Records for this exercise:

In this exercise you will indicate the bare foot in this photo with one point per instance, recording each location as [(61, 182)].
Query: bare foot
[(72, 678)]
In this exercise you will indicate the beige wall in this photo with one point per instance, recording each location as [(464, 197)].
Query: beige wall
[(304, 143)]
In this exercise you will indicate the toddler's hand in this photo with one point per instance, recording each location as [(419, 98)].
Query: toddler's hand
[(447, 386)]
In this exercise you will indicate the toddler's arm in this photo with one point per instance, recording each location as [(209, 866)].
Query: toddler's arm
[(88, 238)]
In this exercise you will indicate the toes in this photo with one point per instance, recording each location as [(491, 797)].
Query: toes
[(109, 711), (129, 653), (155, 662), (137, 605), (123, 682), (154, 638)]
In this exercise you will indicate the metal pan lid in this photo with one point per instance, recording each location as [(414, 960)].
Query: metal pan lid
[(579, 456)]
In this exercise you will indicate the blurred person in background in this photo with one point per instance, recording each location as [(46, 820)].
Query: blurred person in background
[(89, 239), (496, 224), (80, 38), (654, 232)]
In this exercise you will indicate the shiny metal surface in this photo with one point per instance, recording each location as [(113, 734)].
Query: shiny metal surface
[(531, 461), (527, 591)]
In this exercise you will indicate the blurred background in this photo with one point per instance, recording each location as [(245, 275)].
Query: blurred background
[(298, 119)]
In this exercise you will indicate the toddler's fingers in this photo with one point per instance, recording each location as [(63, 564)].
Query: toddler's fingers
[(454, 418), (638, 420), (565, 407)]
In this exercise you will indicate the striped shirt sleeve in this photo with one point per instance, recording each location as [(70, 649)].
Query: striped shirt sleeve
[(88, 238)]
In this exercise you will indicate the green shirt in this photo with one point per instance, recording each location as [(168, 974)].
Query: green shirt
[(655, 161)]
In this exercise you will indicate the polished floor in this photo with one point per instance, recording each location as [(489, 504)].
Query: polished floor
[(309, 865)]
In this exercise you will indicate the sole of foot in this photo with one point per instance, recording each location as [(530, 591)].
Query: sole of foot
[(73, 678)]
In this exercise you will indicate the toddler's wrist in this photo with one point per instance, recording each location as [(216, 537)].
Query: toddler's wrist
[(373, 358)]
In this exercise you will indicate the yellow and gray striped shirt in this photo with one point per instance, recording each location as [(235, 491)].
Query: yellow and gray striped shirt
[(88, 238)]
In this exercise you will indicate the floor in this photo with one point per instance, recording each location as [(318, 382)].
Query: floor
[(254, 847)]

Written request: Can you reproduce, word for word, the lines of the records above that start with the line containing "In this exercise you will indicate the metal" and run through the line containing "[(89, 239), (496, 224), (80, 38), (654, 232)]", with both of those lines included?

Solution for this task:
In this exercise you will indicate the metal pan lid in this photo with one point per instance, recording each location as [(414, 960)].
Query: metal pan lid
[(579, 456)]
In this exercise you will indicate the blurred person in background in this photo with one point per instance, recording each location as [(46, 820)].
Query: blurred person in background
[(89, 239), (496, 224), (80, 38), (654, 232)]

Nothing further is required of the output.